● Prompt:
From the first line through the last, transcribe the listing word for word.

▶

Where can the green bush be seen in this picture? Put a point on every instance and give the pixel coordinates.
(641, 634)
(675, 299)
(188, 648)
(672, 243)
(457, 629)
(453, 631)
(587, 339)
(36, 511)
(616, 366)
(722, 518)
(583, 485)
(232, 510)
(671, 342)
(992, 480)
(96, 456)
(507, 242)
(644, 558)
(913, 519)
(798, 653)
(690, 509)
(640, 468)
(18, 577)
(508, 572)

◀

● Output:
Where can the green bush be seen in this picture? Put a point on every instance and give the pixel coordinates.
(641, 634)
(675, 299)
(188, 648)
(672, 243)
(457, 629)
(453, 631)
(587, 339)
(36, 511)
(616, 366)
(722, 518)
(583, 485)
(232, 510)
(671, 342)
(992, 480)
(96, 456)
(507, 242)
(644, 558)
(913, 519)
(798, 653)
(690, 509)
(640, 468)
(18, 577)
(508, 572)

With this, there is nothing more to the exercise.